SHORT TASK ->
Copy out every line of the listing from the one containing "Security feed analysis: pinpoint every overcast" down to the one containing "[1198,533,1252,614]", both included, without changing anything.

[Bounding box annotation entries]
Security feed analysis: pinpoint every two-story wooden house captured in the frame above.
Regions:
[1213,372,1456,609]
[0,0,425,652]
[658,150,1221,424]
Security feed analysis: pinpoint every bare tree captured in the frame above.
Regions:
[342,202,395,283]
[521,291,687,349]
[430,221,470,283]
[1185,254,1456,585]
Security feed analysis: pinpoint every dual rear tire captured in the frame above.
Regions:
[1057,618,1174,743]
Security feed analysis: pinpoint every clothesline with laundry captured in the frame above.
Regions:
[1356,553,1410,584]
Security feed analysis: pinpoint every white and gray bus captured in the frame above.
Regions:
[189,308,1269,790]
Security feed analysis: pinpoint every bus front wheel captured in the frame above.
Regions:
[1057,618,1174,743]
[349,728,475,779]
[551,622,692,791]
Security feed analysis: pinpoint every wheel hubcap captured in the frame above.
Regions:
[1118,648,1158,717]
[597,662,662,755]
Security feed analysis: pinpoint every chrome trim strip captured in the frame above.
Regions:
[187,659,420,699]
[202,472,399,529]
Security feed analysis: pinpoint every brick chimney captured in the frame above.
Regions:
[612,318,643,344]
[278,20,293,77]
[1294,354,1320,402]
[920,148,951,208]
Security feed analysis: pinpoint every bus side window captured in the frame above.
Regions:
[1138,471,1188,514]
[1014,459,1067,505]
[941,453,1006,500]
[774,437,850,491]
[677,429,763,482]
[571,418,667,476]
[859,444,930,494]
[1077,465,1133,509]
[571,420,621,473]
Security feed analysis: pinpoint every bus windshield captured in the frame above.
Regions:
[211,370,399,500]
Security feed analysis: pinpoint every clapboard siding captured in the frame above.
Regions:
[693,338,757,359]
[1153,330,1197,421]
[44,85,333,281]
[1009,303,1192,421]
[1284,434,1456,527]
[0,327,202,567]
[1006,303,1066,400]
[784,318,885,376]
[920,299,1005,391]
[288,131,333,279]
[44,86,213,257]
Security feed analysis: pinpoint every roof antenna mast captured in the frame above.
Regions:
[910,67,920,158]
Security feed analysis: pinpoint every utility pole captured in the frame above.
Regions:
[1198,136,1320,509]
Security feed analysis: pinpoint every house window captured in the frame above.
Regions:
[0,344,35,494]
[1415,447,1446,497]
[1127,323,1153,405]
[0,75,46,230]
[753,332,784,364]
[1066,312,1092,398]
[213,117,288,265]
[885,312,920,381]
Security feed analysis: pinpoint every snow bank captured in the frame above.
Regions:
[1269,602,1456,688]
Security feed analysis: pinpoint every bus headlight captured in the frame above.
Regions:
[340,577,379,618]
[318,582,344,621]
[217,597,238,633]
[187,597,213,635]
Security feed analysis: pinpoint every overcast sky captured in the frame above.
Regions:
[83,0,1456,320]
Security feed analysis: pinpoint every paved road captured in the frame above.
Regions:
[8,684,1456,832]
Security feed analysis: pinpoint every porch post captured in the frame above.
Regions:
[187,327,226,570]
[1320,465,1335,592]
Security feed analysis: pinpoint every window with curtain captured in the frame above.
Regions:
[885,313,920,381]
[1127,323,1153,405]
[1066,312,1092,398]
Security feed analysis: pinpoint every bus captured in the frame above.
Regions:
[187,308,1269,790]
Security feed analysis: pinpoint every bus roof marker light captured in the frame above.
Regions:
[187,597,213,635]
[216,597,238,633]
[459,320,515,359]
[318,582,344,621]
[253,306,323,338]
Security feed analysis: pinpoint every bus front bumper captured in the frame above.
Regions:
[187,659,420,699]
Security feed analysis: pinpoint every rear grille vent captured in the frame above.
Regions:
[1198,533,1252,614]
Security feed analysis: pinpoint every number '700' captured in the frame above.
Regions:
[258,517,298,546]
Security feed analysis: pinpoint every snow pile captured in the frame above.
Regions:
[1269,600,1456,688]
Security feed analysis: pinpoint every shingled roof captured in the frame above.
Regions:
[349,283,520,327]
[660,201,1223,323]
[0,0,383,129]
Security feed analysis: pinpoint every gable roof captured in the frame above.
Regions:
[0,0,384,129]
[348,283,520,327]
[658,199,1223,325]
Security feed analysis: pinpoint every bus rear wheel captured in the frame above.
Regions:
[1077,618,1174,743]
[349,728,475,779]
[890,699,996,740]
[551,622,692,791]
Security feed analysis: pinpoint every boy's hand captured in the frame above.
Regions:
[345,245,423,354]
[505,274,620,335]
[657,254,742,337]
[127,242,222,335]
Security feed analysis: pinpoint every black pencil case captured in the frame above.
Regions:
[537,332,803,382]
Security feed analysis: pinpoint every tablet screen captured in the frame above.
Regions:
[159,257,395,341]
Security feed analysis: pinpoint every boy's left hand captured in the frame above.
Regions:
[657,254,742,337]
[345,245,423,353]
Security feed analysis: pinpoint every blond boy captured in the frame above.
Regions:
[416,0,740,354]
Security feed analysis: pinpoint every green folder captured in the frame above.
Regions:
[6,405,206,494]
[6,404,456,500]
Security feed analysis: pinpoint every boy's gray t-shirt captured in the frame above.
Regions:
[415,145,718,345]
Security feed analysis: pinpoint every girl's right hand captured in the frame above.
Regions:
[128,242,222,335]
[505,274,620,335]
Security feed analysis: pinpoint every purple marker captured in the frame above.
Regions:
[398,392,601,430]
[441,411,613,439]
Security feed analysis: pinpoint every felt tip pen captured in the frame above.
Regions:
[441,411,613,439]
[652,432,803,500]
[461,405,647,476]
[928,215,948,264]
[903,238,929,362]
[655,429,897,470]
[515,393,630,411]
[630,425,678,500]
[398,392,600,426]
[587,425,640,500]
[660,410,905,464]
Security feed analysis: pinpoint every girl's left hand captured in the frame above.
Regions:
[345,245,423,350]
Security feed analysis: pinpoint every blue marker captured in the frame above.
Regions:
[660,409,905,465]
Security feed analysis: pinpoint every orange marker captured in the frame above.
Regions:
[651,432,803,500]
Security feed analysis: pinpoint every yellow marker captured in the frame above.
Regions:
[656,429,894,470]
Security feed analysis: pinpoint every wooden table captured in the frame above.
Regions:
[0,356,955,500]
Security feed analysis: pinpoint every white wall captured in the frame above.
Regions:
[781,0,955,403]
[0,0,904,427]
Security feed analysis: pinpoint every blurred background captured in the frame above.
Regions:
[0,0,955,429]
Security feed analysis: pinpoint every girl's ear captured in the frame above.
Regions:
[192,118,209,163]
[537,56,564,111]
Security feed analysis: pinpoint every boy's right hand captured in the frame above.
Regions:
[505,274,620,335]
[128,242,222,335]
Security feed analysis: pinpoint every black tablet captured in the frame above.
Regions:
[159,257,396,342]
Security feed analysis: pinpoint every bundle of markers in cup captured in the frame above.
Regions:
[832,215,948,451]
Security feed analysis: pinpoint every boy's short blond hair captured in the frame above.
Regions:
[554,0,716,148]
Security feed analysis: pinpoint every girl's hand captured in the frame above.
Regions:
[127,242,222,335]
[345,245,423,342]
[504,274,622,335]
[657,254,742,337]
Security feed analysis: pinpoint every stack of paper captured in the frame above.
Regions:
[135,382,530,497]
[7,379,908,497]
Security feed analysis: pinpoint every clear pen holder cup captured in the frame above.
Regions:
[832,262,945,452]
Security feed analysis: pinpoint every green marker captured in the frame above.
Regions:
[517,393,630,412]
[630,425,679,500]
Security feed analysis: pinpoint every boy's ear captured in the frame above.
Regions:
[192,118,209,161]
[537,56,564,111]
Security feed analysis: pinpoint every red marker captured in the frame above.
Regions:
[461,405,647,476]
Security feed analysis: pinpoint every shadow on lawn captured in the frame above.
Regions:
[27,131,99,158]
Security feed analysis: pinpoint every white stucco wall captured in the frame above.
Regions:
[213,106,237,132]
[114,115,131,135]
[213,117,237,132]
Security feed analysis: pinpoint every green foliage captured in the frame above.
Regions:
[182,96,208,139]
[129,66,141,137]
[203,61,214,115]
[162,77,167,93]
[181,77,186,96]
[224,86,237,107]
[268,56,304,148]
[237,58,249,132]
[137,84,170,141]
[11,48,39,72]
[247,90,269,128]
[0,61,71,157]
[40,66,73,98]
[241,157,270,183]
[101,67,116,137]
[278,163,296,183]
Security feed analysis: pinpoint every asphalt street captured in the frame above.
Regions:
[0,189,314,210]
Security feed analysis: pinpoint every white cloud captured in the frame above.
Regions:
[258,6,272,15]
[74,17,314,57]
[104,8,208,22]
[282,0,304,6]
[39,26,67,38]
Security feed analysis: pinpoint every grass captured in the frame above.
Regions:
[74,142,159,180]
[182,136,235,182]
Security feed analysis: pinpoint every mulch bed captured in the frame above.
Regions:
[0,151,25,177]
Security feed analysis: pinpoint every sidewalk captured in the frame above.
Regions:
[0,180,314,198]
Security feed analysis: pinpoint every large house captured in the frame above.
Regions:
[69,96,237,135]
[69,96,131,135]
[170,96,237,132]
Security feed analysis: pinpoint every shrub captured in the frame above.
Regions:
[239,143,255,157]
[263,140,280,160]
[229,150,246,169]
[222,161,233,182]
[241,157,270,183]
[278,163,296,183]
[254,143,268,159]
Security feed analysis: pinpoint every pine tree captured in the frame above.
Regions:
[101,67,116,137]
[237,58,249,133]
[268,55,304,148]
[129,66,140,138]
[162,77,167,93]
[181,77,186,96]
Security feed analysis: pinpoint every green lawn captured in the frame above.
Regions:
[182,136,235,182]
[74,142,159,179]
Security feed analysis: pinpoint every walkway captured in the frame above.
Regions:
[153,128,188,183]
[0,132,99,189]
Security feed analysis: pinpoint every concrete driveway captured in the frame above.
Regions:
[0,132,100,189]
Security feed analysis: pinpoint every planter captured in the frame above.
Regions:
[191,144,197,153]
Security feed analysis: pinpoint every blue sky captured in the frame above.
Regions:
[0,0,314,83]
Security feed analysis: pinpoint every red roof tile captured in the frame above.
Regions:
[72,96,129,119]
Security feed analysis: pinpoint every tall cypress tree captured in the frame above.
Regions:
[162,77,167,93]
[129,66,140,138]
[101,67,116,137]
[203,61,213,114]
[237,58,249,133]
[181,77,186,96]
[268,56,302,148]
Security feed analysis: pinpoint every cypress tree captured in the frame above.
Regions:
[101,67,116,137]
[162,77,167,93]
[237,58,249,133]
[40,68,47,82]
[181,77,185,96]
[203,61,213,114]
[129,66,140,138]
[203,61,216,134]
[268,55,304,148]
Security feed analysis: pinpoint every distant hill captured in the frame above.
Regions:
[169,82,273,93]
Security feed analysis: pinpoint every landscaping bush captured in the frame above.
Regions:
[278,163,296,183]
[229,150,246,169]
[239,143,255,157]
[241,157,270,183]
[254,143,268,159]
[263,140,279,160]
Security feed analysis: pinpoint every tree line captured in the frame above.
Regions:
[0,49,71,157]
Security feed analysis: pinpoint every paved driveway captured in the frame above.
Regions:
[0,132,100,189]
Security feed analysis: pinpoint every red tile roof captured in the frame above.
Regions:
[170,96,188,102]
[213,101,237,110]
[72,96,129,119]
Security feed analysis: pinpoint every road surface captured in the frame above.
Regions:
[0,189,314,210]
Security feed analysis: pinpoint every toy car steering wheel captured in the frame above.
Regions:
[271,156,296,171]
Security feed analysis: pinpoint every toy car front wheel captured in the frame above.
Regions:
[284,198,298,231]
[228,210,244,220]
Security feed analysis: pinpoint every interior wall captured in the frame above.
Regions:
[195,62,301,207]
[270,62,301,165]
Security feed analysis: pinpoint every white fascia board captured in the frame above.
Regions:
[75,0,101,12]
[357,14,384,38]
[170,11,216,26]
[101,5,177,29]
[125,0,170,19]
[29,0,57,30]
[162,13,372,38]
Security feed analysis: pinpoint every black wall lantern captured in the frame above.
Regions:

EXERCISE ANSWER ->
Security feed analysis: pinpoint every overcast sky captured in the frame above.
Regions:
[83,0,1456,320]
Security feed analysis: pinpoint every paved road captured in the frame above.
Regions:
[8,684,1456,832]
Security feed analysis: pinpoint every porch post captured in the frame above.
Regions:
[187,327,226,570]
[1320,465,1335,592]
Security feed analysis: pinpoint every window with curtain captured in the frame above.
Regions:
[885,313,920,381]
[1127,323,1153,405]
[1066,312,1092,398]
Security feed analysis: pinpoint every bus captured in the frame above.
Regions:
[187,308,1269,790]
Security feed analysis: pinpoint every bus roof marker light captured in the frame above.
Regions:
[187,597,213,635]
[216,597,238,633]
[459,320,515,359]
[318,582,344,621]
[253,306,323,338]
Security feed analysis: pinpoint every bus front bumper captured in the frame above.
Regions:
[187,659,420,699]
Security feed analysis: pinpoint every rear grille vent captured in the frame above.
Regions:
[1198,533,1252,614]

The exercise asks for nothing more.